### Required work
Locate each line in the records that contains the word "kayak" and copy those lines. Case counts.

### Exercise materials
------------------------------------------------

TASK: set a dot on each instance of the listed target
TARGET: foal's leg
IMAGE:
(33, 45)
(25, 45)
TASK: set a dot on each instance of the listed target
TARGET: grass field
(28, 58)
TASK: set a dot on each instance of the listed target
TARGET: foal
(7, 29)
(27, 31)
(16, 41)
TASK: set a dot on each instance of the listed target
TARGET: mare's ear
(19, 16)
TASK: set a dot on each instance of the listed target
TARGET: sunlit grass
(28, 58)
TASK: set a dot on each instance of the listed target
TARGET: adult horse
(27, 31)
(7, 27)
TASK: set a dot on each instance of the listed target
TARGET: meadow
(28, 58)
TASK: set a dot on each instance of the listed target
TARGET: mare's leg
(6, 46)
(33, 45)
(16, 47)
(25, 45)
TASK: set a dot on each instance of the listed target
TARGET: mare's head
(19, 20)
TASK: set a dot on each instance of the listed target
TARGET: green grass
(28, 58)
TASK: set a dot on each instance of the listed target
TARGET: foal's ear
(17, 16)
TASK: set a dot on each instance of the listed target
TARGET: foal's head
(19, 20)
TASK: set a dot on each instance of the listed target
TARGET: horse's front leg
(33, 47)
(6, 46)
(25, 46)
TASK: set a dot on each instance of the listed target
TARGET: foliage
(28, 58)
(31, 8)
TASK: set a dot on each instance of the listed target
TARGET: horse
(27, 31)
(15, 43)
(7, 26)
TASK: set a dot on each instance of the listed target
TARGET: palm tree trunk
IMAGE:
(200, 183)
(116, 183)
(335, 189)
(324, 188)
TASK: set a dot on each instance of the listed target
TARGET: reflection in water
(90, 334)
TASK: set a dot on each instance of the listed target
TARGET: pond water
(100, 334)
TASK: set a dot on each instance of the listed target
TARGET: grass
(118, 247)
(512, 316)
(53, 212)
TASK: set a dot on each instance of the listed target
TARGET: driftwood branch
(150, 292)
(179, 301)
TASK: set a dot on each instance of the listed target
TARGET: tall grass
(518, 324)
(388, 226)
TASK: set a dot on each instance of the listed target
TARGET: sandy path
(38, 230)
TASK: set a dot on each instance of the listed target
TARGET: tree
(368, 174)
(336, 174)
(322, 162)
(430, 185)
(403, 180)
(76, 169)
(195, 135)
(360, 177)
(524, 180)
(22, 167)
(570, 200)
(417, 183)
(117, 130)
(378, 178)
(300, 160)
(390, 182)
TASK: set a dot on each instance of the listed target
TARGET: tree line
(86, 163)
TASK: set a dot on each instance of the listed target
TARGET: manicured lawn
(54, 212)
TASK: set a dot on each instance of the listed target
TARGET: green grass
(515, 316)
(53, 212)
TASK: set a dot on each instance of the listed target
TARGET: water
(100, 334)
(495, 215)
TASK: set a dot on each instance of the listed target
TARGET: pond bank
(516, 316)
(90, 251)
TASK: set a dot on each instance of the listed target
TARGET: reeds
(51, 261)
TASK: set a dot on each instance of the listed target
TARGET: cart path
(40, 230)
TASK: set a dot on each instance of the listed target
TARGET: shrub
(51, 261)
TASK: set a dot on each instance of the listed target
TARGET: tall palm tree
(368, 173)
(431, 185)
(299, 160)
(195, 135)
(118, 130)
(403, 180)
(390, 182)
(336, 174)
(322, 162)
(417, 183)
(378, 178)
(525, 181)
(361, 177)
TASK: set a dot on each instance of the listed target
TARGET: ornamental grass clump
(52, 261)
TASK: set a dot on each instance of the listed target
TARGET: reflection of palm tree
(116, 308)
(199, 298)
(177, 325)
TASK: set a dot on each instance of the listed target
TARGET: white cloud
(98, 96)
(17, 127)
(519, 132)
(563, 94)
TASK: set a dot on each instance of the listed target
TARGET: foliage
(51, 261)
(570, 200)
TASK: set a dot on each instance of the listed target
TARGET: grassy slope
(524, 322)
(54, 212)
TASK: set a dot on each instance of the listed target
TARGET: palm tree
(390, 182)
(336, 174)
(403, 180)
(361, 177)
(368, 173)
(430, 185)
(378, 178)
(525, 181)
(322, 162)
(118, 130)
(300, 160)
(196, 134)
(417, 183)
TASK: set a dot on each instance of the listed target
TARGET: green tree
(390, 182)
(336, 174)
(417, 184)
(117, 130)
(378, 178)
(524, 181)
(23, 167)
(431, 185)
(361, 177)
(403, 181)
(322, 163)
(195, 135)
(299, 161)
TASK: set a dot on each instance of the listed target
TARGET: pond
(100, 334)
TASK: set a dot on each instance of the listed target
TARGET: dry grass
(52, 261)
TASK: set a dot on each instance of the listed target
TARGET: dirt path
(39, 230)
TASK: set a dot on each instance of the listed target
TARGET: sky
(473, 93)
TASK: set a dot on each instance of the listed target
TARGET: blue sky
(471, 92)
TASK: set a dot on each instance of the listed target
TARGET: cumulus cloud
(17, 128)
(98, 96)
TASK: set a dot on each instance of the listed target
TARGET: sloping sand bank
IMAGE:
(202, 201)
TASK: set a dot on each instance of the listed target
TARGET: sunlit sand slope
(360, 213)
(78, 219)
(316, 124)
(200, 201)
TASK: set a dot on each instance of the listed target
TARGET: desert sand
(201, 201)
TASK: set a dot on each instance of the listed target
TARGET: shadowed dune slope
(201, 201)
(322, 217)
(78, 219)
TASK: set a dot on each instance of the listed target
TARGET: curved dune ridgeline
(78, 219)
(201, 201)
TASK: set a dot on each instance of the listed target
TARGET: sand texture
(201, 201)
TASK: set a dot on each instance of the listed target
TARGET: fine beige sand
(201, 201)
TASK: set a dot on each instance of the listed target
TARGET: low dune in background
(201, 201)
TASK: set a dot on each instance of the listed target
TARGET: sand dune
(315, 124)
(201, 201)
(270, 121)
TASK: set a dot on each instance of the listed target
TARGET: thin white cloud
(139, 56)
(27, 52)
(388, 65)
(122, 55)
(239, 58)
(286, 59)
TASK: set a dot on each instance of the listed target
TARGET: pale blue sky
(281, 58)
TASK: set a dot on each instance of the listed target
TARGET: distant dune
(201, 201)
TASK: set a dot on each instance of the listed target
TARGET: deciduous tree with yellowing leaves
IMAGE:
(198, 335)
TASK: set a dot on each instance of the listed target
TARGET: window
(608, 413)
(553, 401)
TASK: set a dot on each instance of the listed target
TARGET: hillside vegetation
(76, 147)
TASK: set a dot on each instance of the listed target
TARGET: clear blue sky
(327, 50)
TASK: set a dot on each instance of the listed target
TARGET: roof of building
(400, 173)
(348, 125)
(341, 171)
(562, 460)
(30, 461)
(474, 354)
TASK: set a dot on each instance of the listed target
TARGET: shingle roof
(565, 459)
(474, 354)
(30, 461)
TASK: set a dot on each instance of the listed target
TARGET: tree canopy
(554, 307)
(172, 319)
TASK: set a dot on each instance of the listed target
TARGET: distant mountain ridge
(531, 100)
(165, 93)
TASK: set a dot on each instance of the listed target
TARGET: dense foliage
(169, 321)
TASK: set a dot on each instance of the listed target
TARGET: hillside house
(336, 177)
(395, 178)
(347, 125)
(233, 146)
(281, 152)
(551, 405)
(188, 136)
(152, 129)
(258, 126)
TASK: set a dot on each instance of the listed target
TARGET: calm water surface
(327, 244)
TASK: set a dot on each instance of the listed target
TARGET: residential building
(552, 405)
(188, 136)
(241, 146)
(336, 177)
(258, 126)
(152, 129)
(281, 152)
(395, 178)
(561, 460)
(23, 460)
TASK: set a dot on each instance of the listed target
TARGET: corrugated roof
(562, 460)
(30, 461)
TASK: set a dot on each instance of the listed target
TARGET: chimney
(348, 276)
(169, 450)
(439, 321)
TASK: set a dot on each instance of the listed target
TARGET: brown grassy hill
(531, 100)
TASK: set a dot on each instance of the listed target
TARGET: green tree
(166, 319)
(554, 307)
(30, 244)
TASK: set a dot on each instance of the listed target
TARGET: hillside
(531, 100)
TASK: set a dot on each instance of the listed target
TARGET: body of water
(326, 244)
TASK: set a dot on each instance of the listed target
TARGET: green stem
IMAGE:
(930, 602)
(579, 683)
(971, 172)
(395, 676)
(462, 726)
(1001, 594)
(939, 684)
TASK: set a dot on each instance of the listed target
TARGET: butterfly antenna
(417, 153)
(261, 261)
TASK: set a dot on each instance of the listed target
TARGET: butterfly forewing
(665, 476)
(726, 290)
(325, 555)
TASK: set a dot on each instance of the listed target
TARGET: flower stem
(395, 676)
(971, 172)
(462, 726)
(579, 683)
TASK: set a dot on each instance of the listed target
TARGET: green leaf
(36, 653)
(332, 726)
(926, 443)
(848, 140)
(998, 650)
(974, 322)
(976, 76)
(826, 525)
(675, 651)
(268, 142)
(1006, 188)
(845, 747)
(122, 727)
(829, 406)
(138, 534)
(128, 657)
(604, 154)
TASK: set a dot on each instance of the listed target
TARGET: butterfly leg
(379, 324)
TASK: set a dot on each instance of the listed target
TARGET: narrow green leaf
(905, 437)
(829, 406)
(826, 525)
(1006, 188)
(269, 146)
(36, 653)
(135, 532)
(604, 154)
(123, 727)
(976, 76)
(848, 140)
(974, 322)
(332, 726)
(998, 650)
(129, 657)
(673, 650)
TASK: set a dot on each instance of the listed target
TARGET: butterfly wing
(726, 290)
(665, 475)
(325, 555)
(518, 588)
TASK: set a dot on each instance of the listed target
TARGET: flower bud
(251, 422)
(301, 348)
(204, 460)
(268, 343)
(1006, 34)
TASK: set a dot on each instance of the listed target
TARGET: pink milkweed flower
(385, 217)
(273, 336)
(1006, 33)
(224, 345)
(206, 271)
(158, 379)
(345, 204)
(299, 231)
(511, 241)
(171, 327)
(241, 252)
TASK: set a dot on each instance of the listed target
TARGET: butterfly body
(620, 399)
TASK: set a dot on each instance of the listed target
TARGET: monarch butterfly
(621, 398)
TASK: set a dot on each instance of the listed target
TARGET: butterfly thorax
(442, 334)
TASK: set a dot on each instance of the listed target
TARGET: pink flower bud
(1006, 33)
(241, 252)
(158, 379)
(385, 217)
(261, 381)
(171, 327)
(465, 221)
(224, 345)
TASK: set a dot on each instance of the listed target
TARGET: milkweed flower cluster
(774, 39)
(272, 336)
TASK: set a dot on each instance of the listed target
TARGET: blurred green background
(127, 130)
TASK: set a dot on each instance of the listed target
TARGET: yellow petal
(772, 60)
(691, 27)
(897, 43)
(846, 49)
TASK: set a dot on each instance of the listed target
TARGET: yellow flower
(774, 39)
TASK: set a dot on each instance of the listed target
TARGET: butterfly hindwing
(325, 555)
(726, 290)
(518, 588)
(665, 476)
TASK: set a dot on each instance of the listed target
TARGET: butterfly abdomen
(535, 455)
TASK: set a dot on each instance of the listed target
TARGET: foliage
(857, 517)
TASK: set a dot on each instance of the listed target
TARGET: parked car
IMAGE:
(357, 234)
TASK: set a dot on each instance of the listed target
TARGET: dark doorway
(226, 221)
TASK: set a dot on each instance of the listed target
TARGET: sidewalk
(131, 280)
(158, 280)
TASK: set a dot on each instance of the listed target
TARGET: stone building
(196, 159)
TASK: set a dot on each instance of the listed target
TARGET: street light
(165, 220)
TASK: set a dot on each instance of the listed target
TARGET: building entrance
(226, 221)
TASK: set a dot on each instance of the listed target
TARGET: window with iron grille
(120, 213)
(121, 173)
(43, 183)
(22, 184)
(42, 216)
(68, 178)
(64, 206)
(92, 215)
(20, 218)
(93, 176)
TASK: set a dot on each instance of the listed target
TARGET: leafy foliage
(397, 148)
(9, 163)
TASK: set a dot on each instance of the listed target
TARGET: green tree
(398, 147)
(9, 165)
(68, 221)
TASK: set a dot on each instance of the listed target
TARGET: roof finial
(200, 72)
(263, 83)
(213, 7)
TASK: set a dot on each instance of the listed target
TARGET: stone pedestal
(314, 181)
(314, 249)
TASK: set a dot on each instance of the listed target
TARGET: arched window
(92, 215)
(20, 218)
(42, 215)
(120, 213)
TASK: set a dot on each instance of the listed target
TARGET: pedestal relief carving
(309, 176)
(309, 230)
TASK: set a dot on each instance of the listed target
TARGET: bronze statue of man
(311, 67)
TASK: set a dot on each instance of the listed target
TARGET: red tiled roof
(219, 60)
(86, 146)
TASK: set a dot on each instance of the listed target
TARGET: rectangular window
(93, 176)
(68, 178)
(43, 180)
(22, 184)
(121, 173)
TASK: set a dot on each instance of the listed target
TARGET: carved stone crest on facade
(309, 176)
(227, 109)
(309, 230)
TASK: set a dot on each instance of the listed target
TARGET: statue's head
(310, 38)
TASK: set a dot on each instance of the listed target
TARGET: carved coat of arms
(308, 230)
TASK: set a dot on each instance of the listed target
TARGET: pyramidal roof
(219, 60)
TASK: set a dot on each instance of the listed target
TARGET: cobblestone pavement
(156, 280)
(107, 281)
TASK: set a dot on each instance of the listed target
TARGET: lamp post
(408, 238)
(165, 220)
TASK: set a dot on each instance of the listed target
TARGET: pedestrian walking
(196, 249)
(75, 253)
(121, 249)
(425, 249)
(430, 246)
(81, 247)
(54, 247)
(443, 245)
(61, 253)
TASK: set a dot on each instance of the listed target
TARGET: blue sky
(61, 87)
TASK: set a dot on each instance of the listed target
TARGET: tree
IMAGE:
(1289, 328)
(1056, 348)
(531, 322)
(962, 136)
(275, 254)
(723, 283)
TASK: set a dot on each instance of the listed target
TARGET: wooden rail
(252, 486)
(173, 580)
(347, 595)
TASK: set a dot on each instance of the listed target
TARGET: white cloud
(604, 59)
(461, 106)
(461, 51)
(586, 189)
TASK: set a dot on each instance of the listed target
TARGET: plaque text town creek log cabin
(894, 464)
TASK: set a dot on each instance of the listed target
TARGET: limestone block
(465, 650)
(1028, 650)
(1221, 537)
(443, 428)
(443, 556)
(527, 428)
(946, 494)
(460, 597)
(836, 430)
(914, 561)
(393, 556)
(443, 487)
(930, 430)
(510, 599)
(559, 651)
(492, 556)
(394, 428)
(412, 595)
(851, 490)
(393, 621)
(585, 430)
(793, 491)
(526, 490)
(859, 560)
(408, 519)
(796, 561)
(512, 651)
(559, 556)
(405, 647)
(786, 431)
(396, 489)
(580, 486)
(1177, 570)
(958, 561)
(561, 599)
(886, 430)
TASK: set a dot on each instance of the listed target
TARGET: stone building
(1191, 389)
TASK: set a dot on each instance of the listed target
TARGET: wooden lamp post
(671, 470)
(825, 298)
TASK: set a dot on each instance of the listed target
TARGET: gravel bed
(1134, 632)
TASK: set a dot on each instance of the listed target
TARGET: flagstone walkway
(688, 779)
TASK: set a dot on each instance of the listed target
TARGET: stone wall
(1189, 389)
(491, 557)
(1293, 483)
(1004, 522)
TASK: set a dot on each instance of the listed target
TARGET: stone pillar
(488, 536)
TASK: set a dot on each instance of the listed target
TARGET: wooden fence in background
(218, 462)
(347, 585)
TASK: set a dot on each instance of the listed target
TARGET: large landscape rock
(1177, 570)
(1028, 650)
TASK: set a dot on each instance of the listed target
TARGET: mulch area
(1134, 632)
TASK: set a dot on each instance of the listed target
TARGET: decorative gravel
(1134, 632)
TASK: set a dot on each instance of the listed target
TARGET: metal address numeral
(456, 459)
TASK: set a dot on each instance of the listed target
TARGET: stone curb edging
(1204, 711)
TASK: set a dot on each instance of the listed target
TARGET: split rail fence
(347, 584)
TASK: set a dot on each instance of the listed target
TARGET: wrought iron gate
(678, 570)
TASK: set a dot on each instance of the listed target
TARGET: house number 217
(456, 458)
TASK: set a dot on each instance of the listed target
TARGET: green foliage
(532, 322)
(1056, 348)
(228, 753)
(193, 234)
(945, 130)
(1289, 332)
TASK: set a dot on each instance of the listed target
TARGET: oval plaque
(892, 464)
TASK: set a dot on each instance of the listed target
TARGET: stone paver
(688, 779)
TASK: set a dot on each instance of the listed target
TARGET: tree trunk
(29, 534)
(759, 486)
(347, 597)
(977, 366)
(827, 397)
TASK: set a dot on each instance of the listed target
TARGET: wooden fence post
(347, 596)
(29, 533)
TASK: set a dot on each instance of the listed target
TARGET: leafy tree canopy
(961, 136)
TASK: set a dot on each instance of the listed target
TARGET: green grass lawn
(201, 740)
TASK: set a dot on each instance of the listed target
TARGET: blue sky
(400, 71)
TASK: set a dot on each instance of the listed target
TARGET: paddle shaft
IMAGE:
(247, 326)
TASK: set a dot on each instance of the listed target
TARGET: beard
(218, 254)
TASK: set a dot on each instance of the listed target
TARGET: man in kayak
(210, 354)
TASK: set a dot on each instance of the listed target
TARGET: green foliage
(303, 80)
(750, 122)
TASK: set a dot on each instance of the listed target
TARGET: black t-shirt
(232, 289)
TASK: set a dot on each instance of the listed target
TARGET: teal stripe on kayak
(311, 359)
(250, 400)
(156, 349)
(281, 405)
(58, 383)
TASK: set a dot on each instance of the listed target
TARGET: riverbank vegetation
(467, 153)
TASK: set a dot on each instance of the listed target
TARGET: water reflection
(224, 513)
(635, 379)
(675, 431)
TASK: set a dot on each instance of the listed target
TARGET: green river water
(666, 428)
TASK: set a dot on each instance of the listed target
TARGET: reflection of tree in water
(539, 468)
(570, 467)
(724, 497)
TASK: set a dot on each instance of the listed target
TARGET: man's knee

------------------------------------------------

### Solution
TARGET: man in kayak
TARGET: teal stripe on kayak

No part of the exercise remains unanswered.